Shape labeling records
=======

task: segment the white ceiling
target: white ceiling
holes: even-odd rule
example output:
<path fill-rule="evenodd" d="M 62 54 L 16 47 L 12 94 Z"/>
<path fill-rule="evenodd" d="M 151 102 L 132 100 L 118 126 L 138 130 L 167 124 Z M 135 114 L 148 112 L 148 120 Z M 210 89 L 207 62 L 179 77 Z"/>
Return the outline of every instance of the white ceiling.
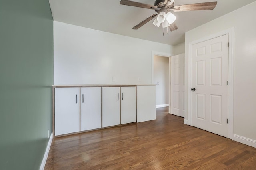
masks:
<path fill-rule="evenodd" d="M 215 0 L 176 0 L 175 5 Z M 155 0 L 133 0 L 154 5 Z M 163 28 L 150 21 L 138 30 L 134 26 L 156 12 L 153 10 L 119 4 L 120 0 L 49 0 L 55 21 L 106 32 L 175 45 L 185 41 L 185 32 L 255 1 L 218 0 L 213 10 L 173 12 L 179 28 L 163 36 Z M 228 22 L 228 21 L 227 21 Z"/>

=======

WHAT THE EXERCISE ASKS | Lay out the records above as a two-column CSV with the headers text and answer, one row per record, putting each value in a single quoted field with line breaks replaced by spaces. Leave the pictures out.

ANSWER TO THE EXERCISE |
text,answer
"task: segment the white ceiling target: white ceiling holes: even-odd rule example output: <path fill-rule=""evenodd"" d=""M 62 54 L 16 47 L 12 94 Z""/> <path fill-rule=""evenodd"" d=""M 151 102 L 132 100 L 118 126 L 138 130 L 167 124 Z M 135 114 L 148 112 L 148 120 Z M 210 89 L 207 62 L 179 77 Z""/> Return the outline of every instance of the white ceiling. masks:","<path fill-rule=""evenodd"" d=""M 215 0 L 176 0 L 175 5 Z M 155 0 L 133 0 L 154 5 Z M 163 28 L 150 21 L 138 30 L 134 26 L 156 12 L 153 10 L 119 4 L 120 0 L 49 0 L 55 21 L 106 32 L 175 45 L 185 41 L 185 32 L 255 1 L 218 0 L 213 10 L 173 12 L 179 28 L 163 36 Z M 228 22 L 228 21 L 227 21 Z""/>"